START Records shown
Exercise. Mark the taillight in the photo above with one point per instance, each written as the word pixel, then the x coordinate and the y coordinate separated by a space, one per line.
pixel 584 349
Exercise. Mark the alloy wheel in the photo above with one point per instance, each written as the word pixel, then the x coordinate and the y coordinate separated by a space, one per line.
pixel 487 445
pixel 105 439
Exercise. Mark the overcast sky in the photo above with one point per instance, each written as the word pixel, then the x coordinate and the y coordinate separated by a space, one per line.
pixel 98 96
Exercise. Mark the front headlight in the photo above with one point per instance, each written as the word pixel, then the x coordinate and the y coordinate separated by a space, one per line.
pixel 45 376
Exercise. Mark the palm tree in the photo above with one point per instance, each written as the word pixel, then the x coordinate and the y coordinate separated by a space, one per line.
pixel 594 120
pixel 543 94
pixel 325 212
END Records shown
Each of the entries above is to be repeated exactly.

Exercise. Mark the taillight in the photo above with one point per instance, each written as the word pixel, then the x coordinate and the y coordinate separated by a space, one per line.
pixel 584 349
Exercise. Mark the alloy wheel in the photo above with one point per instance, each written as the word pixel, then the x coordinate and the y coordinate separated by a space, one per line.
pixel 487 445
pixel 105 439
Exercise. Mark the overcast sky in the photo above with one point per instance, each written as the word pixel, then the x coordinate and the y coordinate separated by a space, one per line.
pixel 98 96
Exercise. Mark the front headlight in the photo above with one point per instance, each written as the word pixel, then the x coordinate and the y coordinate separated by a space, one per line.
pixel 45 376
Exercise. Mark the palm tree in the photo above with one point per instance, each written as the word pixel, then the x coordinate and the y coordinate separated by a space, one per line.
pixel 594 120
pixel 543 94
pixel 325 212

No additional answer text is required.